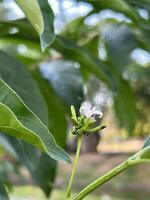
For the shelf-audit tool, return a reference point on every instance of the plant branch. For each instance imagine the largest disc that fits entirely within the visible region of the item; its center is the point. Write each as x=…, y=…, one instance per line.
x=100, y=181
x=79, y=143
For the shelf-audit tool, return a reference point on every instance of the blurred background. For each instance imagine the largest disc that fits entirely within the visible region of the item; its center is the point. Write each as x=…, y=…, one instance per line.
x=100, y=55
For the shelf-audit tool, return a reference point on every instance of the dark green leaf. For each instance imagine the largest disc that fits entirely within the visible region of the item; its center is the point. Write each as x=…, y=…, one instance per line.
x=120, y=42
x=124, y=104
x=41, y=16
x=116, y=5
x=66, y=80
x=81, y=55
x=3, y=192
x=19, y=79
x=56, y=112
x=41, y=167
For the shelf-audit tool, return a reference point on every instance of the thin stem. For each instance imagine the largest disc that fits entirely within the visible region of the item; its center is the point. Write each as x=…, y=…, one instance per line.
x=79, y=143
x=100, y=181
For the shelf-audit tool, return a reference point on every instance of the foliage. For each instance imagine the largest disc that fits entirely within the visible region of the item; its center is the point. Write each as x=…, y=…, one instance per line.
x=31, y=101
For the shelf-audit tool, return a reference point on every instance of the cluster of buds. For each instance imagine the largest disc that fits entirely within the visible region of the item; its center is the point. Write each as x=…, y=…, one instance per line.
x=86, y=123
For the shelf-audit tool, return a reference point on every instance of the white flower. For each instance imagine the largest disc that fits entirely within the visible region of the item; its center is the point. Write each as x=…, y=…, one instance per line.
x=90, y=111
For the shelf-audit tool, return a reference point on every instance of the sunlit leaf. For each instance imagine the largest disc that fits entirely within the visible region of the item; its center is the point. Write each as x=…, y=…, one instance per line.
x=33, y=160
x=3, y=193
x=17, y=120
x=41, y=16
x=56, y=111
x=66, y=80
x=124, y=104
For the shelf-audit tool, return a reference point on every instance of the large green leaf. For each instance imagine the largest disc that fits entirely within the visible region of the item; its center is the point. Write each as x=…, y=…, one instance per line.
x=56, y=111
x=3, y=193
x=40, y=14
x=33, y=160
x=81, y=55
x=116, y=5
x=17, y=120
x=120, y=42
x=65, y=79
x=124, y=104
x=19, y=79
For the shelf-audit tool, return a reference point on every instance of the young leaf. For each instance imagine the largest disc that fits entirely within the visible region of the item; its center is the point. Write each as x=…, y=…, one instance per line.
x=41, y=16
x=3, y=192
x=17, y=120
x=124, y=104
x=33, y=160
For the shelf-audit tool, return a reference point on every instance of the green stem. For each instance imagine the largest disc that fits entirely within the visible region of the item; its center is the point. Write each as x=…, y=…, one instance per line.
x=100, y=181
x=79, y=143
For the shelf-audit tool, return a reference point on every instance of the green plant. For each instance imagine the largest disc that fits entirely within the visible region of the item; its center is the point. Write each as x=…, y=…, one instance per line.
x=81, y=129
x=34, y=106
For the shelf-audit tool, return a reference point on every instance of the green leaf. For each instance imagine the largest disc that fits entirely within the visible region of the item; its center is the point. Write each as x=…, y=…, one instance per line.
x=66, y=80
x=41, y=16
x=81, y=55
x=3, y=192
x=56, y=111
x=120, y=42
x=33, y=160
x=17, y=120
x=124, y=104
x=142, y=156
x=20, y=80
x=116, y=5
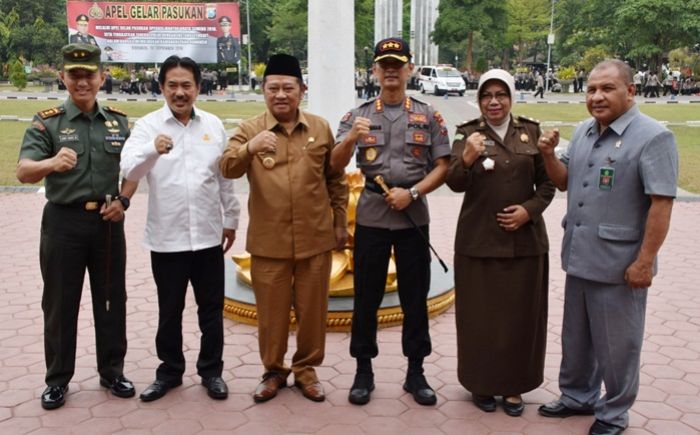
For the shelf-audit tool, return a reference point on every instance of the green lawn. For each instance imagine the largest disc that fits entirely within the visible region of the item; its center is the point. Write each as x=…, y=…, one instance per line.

Aim of the task: Arrange every line of the listing above as a Markdown table with two columns, No. for the row number and Line for the text, and skip any blank lines. Leave the pictures out.

Exercise solution:
| No. | Line |
|---|---|
| 1 | For the shelf-audit tool, return a reference point on every instance of the plant branch. For each instance imagine the largest disc that fits entirely within the visible region of the item; its center is the point. Write each as x=…, y=…, one instance per line. |
| 2 | x=100, y=181 |
| 3 | x=79, y=143 |
| 4 | For the shelf-audit tool, return a reference point on every instance of the blurred background. For each instance imagine the largest disc that fits entirely within the visible region of the item; its center is the point. Write each as x=…, y=…, one instance per line. |
| 5 | x=100, y=55 |
| 6 | For the shelf-audit tool, return a reference point on every instance of the dark green leaf. For each instance imagine the largest disc that fits entirely within the visible region of the item; its center is the point. Write each as x=…, y=…, one instance per line. |
| 7 | x=120, y=42 |
| 8 | x=124, y=104 |
| 9 | x=41, y=16 |
| 10 | x=116, y=5 |
| 11 | x=66, y=80 |
| 12 | x=81, y=55 |
| 13 | x=3, y=192 |
| 14 | x=19, y=79 |
| 15 | x=56, y=112 |
| 16 | x=41, y=167 |
| 17 | For the shelf-audit tool, return a reference point on every instance of the thin stem. For each instance imagine the largest disc that fits entirely within the visible region of the item; its center is the point. Write each as x=…, y=…, one instance per line. |
| 18 | x=79, y=143 |
| 19 | x=100, y=181 |
| 20 | For the shelf-audit tool, return a reference point on every instance of the foliage. For each instance imagine the largest disc that fits entirely within the visible region of the item; its center is the point. Write each as x=…, y=…, one instance per line. |
| 21 | x=31, y=101 |
| 22 | For the shelf-audit tool, return a reference point on every instance of the cluster of buds. For each instance imagine the largest disc that fits entirely within the visible region of the item; its center is the point. Write each as x=…, y=…, one instance per line. |
| 23 | x=86, y=123 |
| 24 | For the shelf-audit tool, return a reference point on every instance of the white flower. For each instance imagine the largest disc that fits entirely within the visible region of the item; its center is the point. Write each as x=…, y=…, one instance per line. |
| 25 | x=90, y=111 |
| 26 | For the shelf-audit tool, return a reference point on every instance of the sunlit leaf. For each instance imagine the largest disc that fits entirely within the visible region of the item; its center is the point. Write each as x=…, y=…, one instance per line. |
| 27 | x=33, y=160 |
| 28 | x=3, y=193 |
| 29 | x=17, y=120 |
| 30 | x=41, y=16 |
| 31 | x=56, y=111 |
| 32 | x=66, y=80 |
| 33 | x=124, y=104 |
| 34 | For the shelf-audit tool, return a reference point on every instance of the large green leaf. For each instance imagine the largest disc that fits entirely within the visible region of the item; its center is the point. Write each as x=…, y=…, one instance per line. |
| 35 | x=56, y=111 |
| 36 | x=3, y=193 |
| 37 | x=40, y=14 |
| 38 | x=33, y=160 |
| 39 | x=81, y=55 |
| 40 | x=116, y=5 |
| 41 | x=17, y=120 |
| 42 | x=120, y=42 |
| 43 | x=65, y=79 |
| 44 | x=124, y=104 |
| 45 | x=19, y=79 |
| 46 | For the shelf-audit tool, return a reference point on every instance of the young leaf. For each instance imagine the largest disc that fits entirely within the visible region of the item; its center is the point. Write each as x=…, y=…, one instance per line. |
| 47 | x=41, y=16 |
| 48 | x=3, y=192 |
| 49 | x=17, y=120 |
| 50 | x=124, y=104 |
| 51 | x=33, y=160 |
| 52 | For the shelf-audit tool, return a reference point on every instance of the green stem. For each instance imagine the largest disc that fits entirely within the visible region of the item; its center is the point. Write each as x=…, y=…, one instance per line. |
| 53 | x=100, y=181 |
| 54 | x=79, y=143 |
| 55 | For the shelf-audit tool, return a reference point on every instance of the green plant. For each instance imagine the largest disc that fits entirely within the visible region of the item; its center is the point. Write each as x=…, y=…, one instance per line. |
| 56 | x=81, y=129 |
| 57 | x=34, y=106 |
| 58 | For the shelf-audit tool, return a reference point on every instance of the green leaf. For each instance imagine the largest disc that fits entirely within the visible region of the item; its center is the point. Write each as x=…, y=…, one instance per line. |
| 59 | x=66, y=80 |
| 60 | x=41, y=16 |
| 61 | x=81, y=55 |
| 62 | x=3, y=192 |
| 63 | x=56, y=111 |
| 64 | x=120, y=42 |
| 65 | x=33, y=160 |
| 66 | x=17, y=120 |
| 67 | x=124, y=104 |
| 68 | x=142, y=156 |
| 69 | x=20, y=80 |
| 70 | x=116, y=5 |
| 71 | For the shelf-audit tool, return a reference point on every instance of the green lawn. For each instance imagine the largest disc that fits entirely within the visible region of the item; its center is the point. Write each as x=…, y=…, one instance per line. |